A SOUTHAMPTON mum has sparked a major security alert at Whitehall after sneaking unchallenged into the heart of govern-ment offices.
Giulia Gigliotti has today told how she spent 24 hours in police custody after breaching tight security at the Cabinet Office.
The 47-year-old was among four anti-war protesters who breezed past guards just minutes after the Queen had announced new measures to tackle terrorism.
Ironically, Whitehall had been swamped with armed police for the reopening of Parliament.
The campaigners walked through the main entrance on Tuesday lunchtime before putting on outfits covered in fake blood.
They were only arrested on suspicion of burglary after demanding to speak to "those responsible for the killing in Iraq".
All four activists were taken to Charing Cross police station, where they were released without being questioned at 1.30pm yesterday.
Ms Gigliotti, of Sherborne Road, Highfield, her friends Rosie Bremner, artist Liz Jones and anti-war protest veteran Les Gibbons have all been bailed until February 2, pending further inquiries.
Today, mother of two Ms Gigliotti, a former Greenham Common protester, described how the friends had wandered unchallenged in the Cabinet Office for 20 minutes.
"We couldn't believe how easy it was to get in," she said. "Nobody stopped us and we walked upstairs and went into an office and asked if we could talk to someone about our protest."
She added: "We spoke to a man in a suit who said: 'I'm very surprised to see you here'. Then he went to fetch a security guard. We all decided to stage a die-in and laid on the floor.
"No one tried to really move us on and we were surprised at how long we were able to stay in there.

__Raw data__
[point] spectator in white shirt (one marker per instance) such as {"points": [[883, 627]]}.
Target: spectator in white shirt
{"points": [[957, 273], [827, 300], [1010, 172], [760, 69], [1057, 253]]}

__Instructions for the task__
Name the four anti-war protesters who got into the Cabinet Office, according to the article about the Whitehall security breach.

__Task output__
Giulia Gigliotti, Rosie Bremner, Liz Jones, Les Gibbons